Challenge: Please repeat all of the lines that follow, exactly as written.

Material to process:
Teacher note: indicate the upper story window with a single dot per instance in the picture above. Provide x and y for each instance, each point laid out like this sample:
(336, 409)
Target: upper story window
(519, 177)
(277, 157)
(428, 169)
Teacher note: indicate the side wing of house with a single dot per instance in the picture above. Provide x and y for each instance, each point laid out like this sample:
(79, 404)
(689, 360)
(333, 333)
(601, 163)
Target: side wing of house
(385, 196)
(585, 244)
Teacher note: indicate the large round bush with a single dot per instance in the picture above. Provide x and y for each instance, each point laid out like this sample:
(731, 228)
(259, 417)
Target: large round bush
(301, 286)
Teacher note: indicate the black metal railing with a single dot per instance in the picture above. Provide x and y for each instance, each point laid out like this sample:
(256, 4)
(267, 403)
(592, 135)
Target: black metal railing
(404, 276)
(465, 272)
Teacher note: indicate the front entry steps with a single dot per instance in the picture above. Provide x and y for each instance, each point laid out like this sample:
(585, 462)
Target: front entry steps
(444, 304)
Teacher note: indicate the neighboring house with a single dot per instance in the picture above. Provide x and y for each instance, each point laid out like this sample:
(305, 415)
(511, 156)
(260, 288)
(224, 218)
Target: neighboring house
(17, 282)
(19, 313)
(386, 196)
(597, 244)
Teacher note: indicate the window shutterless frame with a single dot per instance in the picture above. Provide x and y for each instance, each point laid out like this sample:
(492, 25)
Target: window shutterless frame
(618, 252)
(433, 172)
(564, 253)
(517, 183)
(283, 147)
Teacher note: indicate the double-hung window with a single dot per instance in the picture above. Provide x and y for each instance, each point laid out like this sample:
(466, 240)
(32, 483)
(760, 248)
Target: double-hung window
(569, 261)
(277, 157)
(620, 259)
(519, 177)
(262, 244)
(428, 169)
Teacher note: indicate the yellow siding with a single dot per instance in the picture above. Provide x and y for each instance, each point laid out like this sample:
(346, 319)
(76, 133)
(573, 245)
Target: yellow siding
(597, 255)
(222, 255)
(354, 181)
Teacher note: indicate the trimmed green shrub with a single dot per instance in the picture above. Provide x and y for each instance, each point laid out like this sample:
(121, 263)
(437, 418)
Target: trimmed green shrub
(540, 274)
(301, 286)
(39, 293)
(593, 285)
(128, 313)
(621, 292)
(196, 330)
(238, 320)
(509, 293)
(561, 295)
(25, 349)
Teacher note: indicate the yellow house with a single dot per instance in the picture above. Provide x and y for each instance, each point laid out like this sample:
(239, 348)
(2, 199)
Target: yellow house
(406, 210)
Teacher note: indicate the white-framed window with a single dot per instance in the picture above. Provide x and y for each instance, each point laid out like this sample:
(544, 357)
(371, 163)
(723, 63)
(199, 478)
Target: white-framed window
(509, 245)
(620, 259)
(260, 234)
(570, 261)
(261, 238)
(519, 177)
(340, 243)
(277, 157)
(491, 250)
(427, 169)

Full output:
Teacher note: indicate the upper story window with a single dot per instance in the picture above. Provide x and y for each instance, each point laid out like this sample:
(336, 409)
Target: upper story window
(519, 177)
(277, 157)
(428, 169)
Teacher note: indicate the side wing of house with a single dot per instance in the picture above. Provide x and y for each instance, each point laid out like this sample:
(79, 404)
(689, 360)
(333, 333)
(601, 163)
Target: side wing of house
(385, 196)
(585, 244)
Teacher note: indicate the large round bush with a single dot per instance in the picture above. Provide x and y for each instance, each point laid out like this sample:
(731, 228)
(259, 417)
Target: large round bush
(301, 286)
Teacher note: indicate the black metal railing with a single dot per instance in the picture above. Provide x and y for each instance, each point laid out like this sample:
(256, 4)
(267, 403)
(592, 135)
Target: black metal railing
(404, 276)
(465, 272)
Teacher note: indicate the front entry steps with a single dot per instance in the picture above. Provide x and y for each instance, each point laid out like this sample:
(585, 462)
Target: front entry steps
(444, 304)
Teacher note: indicate the neighboring house with a single dot per instance in the picture above. Provide x and y for each instance, each point laid out like this sample:
(305, 415)
(511, 156)
(260, 288)
(224, 218)
Target: neighboring house
(17, 282)
(19, 313)
(386, 196)
(597, 244)
Teacher note: indicate the window shutterless frame with a single dot per instance in the picture above. Provide x and y for each instance, each point laid out like this sample:
(492, 25)
Target: window shutterless frame
(618, 252)
(433, 172)
(564, 253)
(517, 183)
(283, 147)
Teacher note: indicate the double-hung window with a single dot per instance in the picture above. Provide x and y for each instance, each point laid out like this sample:
(466, 240)
(32, 483)
(760, 248)
Target: double-hung window
(569, 261)
(277, 157)
(620, 259)
(519, 177)
(262, 244)
(428, 169)
Teacher note: indicate the yellow siding with a single dot per instance in the picture above. Provide x and y for each instance, each point laid out like this sample:
(346, 319)
(76, 133)
(573, 245)
Target: yellow siding
(597, 255)
(222, 255)
(354, 181)
Teacher note: indicate the trimmed green shrub with a single dot per instance in the picture above. Provide x and y for each instance, each point laid out like this sample:
(121, 263)
(437, 418)
Target: trimmed green shrub
(540, 274)
(301, 286)
(39, 293)
(593, 285)
(128, 313)
(621, 292)
(196, 330)
(238, 320)
(509, 293)
(561, 295)
(25, 349)
Teacher note: indicate the yellow house with a single dot per instance in the picture above. Provide x and y for each instance, each point laid out like this sample:
(239, 348)
(2, 199)
Target: yellow house
(406, 210)
Teacher note: indicate the white-framed window with a single dot per instance in the picture above. Provide x and y for each instance, each point laid out like this sample:
(544, 357)
(371, 163)
(723, 63)
(199, 478)
Target: white-framed window
(509, 245)
(620, 259)
(260, 234)
(570, 261)
(261, 238)
(519, 177)
(340, 243)
(277, 157)
(491, 250)
(427, 169)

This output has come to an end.